Excerpted passage:
┌──

In any case, much of your RDF export is not compatible with EBUCore (apologies for not noticing this in the previous review). Looking at the example data from:

http://lod.euscreen.eu/data/EUS_55F569268ACA42B186682960875F862B.rdf

I find the following issues (probably not a complete list):

* The following properties are defined as ObjectProperty in the ontology, but given literal values in the data (relating again to the issue of overuse of literals):
~ hasSubject
~ hasKeyword
~ hasObjectType
~ hasFormat
~ hasGenre
~ hasLanguage
~ hasVideoFormat
~ hasPublicationChannel (aside: if a value is not given, omit the attribute ... don't just give it a blank literal)

* The following properties have a defined range incompatible with how they are used in the data:
~ locator (range anyURI, given plain literal)
~ identifier (range anyURI, given plain literal)

└──

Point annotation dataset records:

┌──

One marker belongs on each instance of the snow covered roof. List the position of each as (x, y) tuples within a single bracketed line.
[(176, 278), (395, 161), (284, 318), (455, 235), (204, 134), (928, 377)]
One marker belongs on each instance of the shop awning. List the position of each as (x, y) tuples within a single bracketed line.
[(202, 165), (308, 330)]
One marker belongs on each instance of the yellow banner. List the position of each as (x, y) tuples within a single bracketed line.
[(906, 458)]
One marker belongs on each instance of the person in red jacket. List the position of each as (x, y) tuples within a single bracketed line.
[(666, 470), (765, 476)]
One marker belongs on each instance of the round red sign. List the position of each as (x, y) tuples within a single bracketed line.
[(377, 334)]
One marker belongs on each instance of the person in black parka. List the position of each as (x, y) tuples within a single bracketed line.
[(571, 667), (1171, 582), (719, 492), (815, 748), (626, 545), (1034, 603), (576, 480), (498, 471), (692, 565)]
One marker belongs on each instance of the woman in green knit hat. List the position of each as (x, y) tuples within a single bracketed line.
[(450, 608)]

└──
┌──

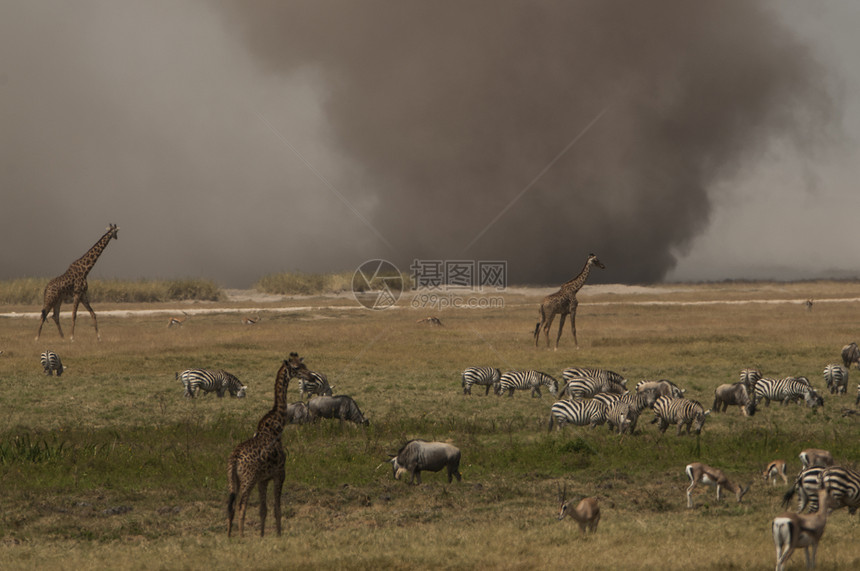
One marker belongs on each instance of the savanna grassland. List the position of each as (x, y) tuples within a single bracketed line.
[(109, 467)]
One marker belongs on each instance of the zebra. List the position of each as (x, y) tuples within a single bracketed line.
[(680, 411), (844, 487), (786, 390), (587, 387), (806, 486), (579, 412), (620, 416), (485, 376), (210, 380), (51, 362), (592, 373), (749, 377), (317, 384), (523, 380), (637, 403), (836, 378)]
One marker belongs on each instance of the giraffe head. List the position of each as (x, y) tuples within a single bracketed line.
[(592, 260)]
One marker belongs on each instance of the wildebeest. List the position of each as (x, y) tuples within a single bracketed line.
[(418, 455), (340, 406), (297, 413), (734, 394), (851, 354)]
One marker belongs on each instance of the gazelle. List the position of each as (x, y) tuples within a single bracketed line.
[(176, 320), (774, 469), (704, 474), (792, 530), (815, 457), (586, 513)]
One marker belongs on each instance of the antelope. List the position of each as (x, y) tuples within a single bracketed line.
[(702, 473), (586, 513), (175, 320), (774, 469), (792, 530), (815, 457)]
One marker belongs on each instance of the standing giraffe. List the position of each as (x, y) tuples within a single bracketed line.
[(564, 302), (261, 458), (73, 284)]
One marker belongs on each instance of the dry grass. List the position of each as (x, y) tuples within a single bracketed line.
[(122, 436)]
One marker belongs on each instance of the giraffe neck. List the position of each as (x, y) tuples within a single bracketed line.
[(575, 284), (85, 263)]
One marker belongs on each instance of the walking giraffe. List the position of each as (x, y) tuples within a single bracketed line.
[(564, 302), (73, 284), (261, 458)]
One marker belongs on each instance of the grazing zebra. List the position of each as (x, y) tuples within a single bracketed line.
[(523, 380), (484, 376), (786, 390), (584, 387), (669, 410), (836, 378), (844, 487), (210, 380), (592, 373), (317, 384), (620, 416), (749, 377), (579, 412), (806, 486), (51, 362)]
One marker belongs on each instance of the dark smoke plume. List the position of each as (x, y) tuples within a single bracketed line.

└──

Your goal:
Repeat everything in the EBUCore review excerpt from "I find the following" down to "locator (range anyURI, given plain literal)".

Solved exercise:
I find the following issues (probably not a complete list):

* The following properties are defined as ObjectProperty in the ontology, but given literal values in the data (relating again to the issue of overuse of literals):
~ hasSubject
~ hasKeyword
~ hasObjectType
~ hasFormat
~ hasGenre
~ hasLanguage
~ hasVideoFormat
~ hasPublicationChannel (aside: if a value is not given, omit the attribute ... don't just give it a blank literal)

* The following properties have a defined range incompatible with how they are used in the data:
~ locator (range anyURI, given plain literal)